#### Seçilen metin:
____

• Sonuç bulunamadı

2.2. Görsel Sanatlar Eğitiminde Bireysel Farklılıklar

2.2.3. Çocukluktan Gençliğe Çizgisel Gelişim Basamakları

Çizgisel gelişim aşamaları, bireyin görsel yeteneğine dair en önemli göstergelerden biridir. Bireyin çizgisel gelişimi; bilişsel, fiziksel, sosyal, dil ve ahlak gelişimi gibi sürekli ve sistematik bir süreç içinde meydana gelir. Çocuk resimlerinin sistematik bir süreç izlediğine yönelik ilk çalışmaları yapan Gustaf Britsch çocuk resimlerinin kendi kuralları içerisinde basitten karmaşığa doğru geliştiğini düşünmektedir (Kırışoğlu, 1991: 81).

Arnheim (1960) çocuğun çizgisi ile algısı arasında bağlantıyı kurarken bu işlemin zihinsel bir süreç içerisinde meydana geldiğini vurgular(akt. Kırışoğlu, 1991: 81). Zihinsel süreçlerle yakından ilgili olan çizgisel gelişim (Artut, 2009: 234) çocuğun sahip olduğu yetenek hakkında fikir sahibi olmamızda etken olabilir. Yaşının üzerinde çizgisel gelişim özellikleri sergileyen çocukların yüksek bir algı ve üstün bir sanatsal yeteneğe sahip olduğu varsayılabilir.

Lowenfeld ve Brittain (1965) çizgisel gelişim dönemlerinin doğal bir süreç içerisinde ilerlediğini düşünür. Çocuğun çizgisel gelişimi; zihinsel gelişimi, kimlik sorunu ve yaratıcılığının sağlıklı gelişmesiyle doğrudan ilişkilidir. Çizgisel gelişim çocuğun toplumsal, zihinsel, bedensel, ruhsal ve yaratıcı yaşantısının bir göstergesidir. Dışardan gelen herhangi bir müdahale bu sürecin doğal akışını engellemektedir (akt. Kırışoğlu, 1991: 81).

Lowenfeld ve Brittain’e (1965) göre çizgisel gelişim aşamaları şöyledir(akt. Kırışoğlu, 1991: 81).

1. Karalama Dönemi (2-4) 2. Şema Öncesi Dönem (4-7)

16

3. Şematik Dönem (7-9)

4. Ergenlik Öncesi Dönem (9-11) 5. Mantık Dönemi (11-13) 6. Ergenlik Krizi (13 ve sonrası)

____

#### Yapılacak iş:
Çizgisel gelişim basamaklarını anlatan metinden "Lowenfeld ve Brittain (1965)" ile başlayıp "Öncesi Dönem (4-7)" ifadesine kadar süren bölümü aynen alıntılayın. Aşağıdaki liste başka bir kaynaktan alınmıştır.

____

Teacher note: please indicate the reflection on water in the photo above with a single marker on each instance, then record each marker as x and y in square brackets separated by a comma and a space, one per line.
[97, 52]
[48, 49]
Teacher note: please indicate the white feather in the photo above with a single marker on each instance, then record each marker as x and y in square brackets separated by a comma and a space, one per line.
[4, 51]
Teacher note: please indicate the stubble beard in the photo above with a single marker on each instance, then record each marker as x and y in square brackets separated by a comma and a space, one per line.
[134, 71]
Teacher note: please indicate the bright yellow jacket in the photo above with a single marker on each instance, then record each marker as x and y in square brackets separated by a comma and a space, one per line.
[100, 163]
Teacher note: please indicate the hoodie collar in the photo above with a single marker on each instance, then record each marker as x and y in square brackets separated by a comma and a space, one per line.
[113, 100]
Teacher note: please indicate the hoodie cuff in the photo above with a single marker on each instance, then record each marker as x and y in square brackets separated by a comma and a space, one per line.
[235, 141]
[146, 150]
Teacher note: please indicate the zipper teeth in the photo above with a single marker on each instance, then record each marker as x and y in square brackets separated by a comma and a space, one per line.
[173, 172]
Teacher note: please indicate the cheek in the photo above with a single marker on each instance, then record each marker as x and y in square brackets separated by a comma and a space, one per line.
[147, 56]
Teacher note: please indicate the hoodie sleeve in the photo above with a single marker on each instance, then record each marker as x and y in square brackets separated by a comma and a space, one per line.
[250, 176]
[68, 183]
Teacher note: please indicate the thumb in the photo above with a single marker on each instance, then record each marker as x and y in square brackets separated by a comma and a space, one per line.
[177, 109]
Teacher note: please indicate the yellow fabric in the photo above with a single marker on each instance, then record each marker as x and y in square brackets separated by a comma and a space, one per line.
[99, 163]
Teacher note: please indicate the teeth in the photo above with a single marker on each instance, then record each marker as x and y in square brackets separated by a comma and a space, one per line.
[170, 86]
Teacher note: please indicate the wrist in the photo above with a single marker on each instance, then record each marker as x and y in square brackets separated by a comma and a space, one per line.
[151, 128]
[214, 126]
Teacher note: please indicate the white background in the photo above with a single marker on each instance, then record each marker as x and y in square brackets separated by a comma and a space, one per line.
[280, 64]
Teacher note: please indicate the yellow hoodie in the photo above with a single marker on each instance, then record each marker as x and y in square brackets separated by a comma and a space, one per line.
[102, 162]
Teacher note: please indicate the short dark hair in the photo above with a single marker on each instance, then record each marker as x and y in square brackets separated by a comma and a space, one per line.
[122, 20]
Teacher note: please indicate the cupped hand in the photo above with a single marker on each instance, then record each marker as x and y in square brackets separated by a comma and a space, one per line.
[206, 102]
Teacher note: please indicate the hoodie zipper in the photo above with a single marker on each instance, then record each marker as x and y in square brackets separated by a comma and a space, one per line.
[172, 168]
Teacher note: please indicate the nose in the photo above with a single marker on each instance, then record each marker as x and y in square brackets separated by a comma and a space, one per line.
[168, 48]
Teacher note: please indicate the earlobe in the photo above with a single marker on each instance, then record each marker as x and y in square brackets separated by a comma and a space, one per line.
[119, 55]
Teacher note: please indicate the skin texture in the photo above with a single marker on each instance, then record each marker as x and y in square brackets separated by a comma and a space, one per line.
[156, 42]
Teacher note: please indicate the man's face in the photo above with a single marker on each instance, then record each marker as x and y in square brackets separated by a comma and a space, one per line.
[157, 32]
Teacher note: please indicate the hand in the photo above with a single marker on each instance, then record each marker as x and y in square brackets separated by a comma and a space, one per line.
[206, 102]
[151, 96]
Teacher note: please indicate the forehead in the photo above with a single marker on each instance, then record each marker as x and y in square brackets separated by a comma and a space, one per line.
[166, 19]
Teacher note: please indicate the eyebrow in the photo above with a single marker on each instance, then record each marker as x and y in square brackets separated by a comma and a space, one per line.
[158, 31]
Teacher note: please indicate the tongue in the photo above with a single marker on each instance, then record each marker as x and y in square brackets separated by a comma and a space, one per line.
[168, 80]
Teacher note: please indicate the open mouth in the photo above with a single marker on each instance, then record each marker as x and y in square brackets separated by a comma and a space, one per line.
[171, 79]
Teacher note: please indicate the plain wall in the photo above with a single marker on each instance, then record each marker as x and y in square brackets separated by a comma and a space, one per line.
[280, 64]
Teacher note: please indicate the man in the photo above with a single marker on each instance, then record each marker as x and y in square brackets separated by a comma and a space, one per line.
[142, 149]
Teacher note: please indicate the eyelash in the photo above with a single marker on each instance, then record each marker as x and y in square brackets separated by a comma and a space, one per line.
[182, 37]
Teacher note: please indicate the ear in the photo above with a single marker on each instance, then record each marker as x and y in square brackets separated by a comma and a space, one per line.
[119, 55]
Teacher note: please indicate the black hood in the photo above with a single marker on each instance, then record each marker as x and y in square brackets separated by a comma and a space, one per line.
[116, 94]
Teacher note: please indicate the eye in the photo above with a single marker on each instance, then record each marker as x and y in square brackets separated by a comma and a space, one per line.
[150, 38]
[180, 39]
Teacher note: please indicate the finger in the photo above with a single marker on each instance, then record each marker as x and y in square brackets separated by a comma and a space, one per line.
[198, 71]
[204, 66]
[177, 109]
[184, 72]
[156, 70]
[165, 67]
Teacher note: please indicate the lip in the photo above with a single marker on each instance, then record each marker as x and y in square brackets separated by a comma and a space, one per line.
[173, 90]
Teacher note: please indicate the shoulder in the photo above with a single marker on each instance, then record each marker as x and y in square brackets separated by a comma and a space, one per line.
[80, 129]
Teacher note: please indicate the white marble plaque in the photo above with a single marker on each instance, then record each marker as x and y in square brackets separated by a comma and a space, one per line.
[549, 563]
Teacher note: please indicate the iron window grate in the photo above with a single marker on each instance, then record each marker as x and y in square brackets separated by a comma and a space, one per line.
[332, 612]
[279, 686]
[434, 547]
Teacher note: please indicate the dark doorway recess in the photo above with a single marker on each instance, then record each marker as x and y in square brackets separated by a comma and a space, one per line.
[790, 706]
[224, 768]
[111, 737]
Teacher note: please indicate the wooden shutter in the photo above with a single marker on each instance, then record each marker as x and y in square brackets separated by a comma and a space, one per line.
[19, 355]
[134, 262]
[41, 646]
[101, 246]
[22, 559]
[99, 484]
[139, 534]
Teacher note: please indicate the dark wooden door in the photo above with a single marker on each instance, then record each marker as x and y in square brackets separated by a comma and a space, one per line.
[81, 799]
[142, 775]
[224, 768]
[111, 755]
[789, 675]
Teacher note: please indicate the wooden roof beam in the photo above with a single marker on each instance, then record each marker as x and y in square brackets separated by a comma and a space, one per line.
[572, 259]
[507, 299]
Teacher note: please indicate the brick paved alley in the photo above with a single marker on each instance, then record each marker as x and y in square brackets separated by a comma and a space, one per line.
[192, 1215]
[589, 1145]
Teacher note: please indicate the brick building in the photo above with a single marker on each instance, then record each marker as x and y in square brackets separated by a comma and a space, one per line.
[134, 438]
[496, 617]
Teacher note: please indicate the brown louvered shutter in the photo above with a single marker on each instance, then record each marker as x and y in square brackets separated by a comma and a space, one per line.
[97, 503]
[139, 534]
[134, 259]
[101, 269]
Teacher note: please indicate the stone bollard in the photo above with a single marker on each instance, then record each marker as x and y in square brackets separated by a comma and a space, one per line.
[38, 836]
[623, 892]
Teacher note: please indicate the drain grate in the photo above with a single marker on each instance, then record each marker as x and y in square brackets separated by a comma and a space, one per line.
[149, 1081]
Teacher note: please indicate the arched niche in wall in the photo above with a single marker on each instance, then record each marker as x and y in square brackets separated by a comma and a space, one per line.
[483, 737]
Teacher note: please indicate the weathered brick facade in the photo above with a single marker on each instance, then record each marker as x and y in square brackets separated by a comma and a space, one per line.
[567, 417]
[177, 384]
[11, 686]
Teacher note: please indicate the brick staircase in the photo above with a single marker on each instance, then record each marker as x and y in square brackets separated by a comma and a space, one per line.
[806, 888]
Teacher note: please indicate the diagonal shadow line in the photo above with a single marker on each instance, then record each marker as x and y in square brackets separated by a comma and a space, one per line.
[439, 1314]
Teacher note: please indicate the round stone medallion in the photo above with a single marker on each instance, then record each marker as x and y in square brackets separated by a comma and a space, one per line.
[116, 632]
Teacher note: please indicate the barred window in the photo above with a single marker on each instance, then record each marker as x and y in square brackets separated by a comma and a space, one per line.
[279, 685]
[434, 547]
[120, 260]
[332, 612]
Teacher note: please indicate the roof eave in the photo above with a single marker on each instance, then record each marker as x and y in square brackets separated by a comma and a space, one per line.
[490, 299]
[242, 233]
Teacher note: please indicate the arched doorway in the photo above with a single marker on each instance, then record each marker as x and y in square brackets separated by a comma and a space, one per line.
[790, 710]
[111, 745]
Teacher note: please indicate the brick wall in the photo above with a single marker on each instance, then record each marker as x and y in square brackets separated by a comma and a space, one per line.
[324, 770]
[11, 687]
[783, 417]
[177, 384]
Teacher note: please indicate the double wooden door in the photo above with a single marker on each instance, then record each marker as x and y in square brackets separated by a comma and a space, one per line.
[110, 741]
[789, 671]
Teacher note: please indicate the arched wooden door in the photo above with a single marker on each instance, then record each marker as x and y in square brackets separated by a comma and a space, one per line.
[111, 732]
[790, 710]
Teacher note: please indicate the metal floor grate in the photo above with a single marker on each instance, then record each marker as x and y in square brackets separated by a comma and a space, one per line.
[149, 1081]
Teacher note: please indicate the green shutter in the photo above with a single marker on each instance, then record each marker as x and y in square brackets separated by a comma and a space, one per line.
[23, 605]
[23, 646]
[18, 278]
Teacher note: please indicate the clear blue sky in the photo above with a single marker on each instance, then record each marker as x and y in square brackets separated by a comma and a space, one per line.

____

#### Tamamlanan görev:
Lowenfeld ve Brittain (1965) çizgisel gelişim dönemlerinin doğal bir süreç içerisinde ilerlediğini düşünür. Çocuğun çizgisel gelişimi; zihinsel gelişimi, kimlik sorunu ve yaratıcılığının sağlıklı gelişmesiyle doğrudan ilişkilidir. Çizgisel gelişim çocuğun toplumsal, zihinsel, bedensel, ruhsal ve yaratıcı yaşantısının bir göstergesidir. Dışardan gelen herhangi bir müdahale bu sürecin doğal akışını engellemektedir (akt. Kırışoğlu, 1991: 81).

Lowenfeld ve Brittain’e (1965) göre çizgisel gelişim aşamaları şöyledir(akt. Kırışoğlu, 1991: 81).

1. Karalama Dönemi (2-4) 2. Şema Öncesi Dönem (4-7)